BRIEF -
Return each line of the rows below that contains the string "white". Treat uppercase and lowercase letters as different.
---- DATASET
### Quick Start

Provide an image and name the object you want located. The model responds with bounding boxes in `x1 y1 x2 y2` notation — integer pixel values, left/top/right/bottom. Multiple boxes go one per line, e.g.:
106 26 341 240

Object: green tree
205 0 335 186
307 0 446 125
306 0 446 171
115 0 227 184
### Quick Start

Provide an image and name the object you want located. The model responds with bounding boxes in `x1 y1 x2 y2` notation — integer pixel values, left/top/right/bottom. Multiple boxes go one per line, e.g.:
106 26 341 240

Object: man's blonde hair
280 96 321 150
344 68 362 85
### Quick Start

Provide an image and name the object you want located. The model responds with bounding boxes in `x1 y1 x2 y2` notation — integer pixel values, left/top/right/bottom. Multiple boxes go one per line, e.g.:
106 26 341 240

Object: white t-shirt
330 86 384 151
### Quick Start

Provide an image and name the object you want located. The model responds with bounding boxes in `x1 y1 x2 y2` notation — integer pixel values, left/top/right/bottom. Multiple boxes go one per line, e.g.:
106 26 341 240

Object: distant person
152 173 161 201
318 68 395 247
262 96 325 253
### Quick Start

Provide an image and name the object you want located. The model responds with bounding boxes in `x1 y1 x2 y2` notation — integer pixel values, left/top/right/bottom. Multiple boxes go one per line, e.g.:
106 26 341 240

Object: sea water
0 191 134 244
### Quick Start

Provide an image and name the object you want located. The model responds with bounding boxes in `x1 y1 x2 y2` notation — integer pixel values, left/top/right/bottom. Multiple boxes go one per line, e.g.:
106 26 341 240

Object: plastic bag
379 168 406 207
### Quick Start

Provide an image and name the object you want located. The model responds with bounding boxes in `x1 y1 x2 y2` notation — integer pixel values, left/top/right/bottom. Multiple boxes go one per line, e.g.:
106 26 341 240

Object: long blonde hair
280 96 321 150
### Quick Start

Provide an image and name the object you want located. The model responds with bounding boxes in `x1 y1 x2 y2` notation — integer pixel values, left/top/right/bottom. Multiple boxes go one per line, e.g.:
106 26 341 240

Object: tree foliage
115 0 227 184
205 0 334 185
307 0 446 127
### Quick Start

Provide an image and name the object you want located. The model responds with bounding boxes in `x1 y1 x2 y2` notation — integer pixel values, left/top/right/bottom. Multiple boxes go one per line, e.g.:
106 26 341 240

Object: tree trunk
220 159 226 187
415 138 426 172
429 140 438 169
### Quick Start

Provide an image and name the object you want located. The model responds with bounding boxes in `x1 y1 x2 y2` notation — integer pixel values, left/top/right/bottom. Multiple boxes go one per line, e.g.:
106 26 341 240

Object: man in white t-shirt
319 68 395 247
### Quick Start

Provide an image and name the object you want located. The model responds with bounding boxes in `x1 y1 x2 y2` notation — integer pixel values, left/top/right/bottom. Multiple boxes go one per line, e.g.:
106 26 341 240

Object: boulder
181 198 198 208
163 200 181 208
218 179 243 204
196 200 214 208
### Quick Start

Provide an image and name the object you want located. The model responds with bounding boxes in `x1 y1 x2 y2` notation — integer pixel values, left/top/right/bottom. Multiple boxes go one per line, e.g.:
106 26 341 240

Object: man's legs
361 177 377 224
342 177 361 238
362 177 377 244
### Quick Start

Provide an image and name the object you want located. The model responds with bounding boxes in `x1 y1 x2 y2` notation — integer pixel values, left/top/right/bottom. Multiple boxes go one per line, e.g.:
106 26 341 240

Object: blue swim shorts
--------
OUTPUT BELOW -
Object: white t-shirt
Object: man in white t-shirt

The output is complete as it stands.